BLOCCO DI TESTO
##############################

Comunismo

 

(ON, numero 3, gennaio 1920)

"La borghesia settentrionale ha soggiogato l'Italia meridionale e le isole e le ha ridotte a colonie di sfruttamento; il proletariato settentrionale, emancipando se stesso dalla schiavitù capitalistica, emanciperà le masse contadine meridionali asservite alla banca e all'industrialismo parassitario del settentrione. La rigenerazione economica e politica dei contadini non deve essere ricercata in una divisione delle terre incolte e mal coltivate, ma nella solidarietà del proletariato industriale, che ha bisogno, a sua volta, della solidarietà dei contadini, che ha interesse acche il capitalismo non rinasca economicamente dalla proprietà terriera e ha interesse acche l'Italia meridionale e le isole non diventino una base militare di controrivoluzione capitalistica. Imponendo il controllo operaio sull'industria, il proletariato rivolgerà l'industria alla produzione di macchine agricole per i contadini, di stoffe e calzature per i contadini, di energia elettrica per i contadini; impedirà che più oltre l'industria e la banca sfruttino i contadini e li soggioghino come schiavi alle loro casseforti. Spezzando l'autocrazia nella fabbrica, spezzando l'apparato oppressivo dello Stato capitalistico, instaurando lo Stato operaio che soggioghi i capitalisti alla legge del lavoro utile, gli operai spezzeranno tutte le catene che tengono avvinghiato il contadino alla sua miseria, alla sua disperazione; instaurando la dittatura operaia, avendo in mano le industrie e le banche, il proletariato rivolgerà l'enorme potenza dell'organizzazione statale per sostenere i contadini nella loro lotta contro i proprietari, contro la natura, contro la miseria; darà il credito ai contadini, instituirà le cooperative, garantirà la sicurezza personale e dei beni contro i saccheggiatori, farà le opere pubbliche di risanamento e di irrigazione. Farà tutto questo perché è suo interesse dare incremento alla produzione agricola, perché è suo interesse avere e conservare la solidarietà delle masse contadine, perché è suo interesse rivolgere la produzione industriale a lavoro utile di pace e di fratellanza fra città e campagna, tra Settentrione e Mezzogiorno.”

##############################

DATI GREZZI
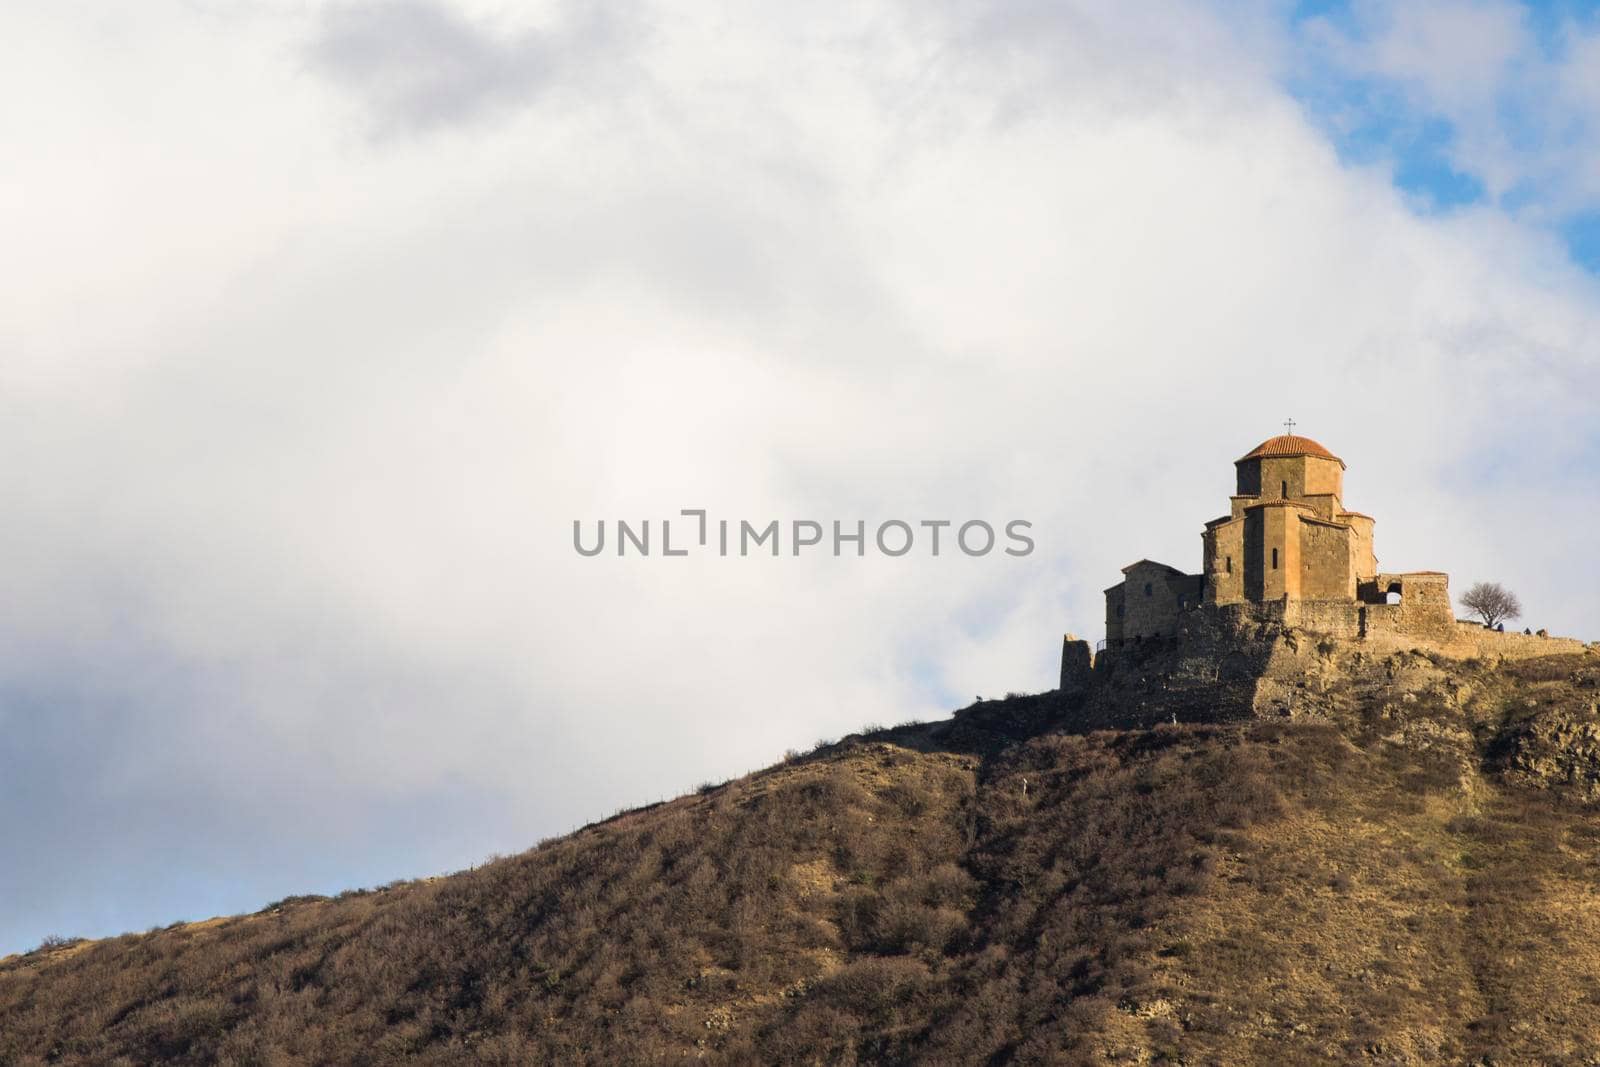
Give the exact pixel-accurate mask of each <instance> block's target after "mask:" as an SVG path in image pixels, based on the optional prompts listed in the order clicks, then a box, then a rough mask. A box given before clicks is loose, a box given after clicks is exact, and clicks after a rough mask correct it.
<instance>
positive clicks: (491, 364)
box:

##############################

DESCRIZIONE COMPITO
Nel testo sul comunismo, a che cosa il proletariato rivolgerà l'industria a beneficio dei contadini, una volta imposto il controllo operaio?

RISPOSTA ATTESA
Alla produzione di macchine agricole, di stoffe e calzature e di energia elettrica per i contadini.